» **Data records**
________________________________________
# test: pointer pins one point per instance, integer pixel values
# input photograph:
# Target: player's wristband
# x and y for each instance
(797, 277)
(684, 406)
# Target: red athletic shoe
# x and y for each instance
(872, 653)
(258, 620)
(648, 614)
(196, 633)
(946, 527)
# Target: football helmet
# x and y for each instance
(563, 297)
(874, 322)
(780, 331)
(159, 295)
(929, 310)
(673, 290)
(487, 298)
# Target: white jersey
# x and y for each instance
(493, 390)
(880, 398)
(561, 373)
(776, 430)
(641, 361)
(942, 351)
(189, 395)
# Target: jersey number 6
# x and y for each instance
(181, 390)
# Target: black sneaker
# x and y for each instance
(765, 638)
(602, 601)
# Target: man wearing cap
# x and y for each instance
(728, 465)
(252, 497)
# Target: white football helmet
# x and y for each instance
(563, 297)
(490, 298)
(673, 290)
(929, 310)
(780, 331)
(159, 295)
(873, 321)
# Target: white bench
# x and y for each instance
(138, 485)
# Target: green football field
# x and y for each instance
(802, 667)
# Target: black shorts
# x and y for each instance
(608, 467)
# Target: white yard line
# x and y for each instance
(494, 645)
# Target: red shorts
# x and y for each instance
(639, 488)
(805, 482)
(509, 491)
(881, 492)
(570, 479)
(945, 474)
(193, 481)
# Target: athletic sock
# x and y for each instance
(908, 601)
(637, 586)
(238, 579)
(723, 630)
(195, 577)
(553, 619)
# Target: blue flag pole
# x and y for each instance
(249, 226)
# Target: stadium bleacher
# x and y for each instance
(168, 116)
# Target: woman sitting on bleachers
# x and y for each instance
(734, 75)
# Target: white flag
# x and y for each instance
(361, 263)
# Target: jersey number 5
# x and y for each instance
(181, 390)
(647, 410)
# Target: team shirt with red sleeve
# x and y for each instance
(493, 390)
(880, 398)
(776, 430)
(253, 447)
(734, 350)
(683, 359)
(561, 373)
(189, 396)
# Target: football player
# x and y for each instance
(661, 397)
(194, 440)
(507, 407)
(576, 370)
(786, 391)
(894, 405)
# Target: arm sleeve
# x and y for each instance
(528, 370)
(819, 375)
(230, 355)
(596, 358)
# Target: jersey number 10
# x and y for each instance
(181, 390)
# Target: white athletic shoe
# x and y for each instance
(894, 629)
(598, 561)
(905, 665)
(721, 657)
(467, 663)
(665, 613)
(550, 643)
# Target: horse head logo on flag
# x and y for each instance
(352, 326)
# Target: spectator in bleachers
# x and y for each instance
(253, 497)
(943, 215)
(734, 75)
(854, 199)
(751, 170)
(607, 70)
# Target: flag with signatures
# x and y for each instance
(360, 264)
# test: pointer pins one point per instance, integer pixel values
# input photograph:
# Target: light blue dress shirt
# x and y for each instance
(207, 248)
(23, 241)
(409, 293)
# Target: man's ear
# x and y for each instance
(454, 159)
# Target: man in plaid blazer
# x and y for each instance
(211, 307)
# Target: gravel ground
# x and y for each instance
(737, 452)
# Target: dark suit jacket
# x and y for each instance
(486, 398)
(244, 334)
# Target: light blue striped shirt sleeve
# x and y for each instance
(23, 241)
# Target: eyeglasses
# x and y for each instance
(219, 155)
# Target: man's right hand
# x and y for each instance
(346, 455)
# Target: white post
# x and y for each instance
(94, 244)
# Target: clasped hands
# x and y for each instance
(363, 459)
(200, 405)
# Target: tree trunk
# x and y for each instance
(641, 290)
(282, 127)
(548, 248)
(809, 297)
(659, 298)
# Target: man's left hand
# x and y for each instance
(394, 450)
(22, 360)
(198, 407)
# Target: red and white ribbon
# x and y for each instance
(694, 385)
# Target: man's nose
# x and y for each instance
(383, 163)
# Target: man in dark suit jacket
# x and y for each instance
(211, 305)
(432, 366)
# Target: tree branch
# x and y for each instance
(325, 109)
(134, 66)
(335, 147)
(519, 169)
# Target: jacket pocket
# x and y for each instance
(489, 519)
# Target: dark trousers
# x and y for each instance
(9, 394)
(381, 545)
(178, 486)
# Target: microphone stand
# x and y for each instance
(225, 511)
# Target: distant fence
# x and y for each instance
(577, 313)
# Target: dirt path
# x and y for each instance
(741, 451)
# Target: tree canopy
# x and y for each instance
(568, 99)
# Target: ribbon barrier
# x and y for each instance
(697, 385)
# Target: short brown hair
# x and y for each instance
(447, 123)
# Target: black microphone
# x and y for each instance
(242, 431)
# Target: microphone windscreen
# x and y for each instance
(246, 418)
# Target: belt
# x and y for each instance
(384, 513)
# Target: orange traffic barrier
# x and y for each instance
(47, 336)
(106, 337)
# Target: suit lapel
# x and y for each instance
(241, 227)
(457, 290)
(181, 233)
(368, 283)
________________________________________
» **Exercise description**
Reproduce verbatim everything from the line containing "# Target: orange traffic barrier" down through the last line of the material.

» **Output of the task**
# Target: orange traffic barrier
# x and y for each instance
(47, 336)
(106, 337)
# Target: suit lapel
# x and y for each instance
(241, 227)
(457, 290)
(181, 233)
(368, 283)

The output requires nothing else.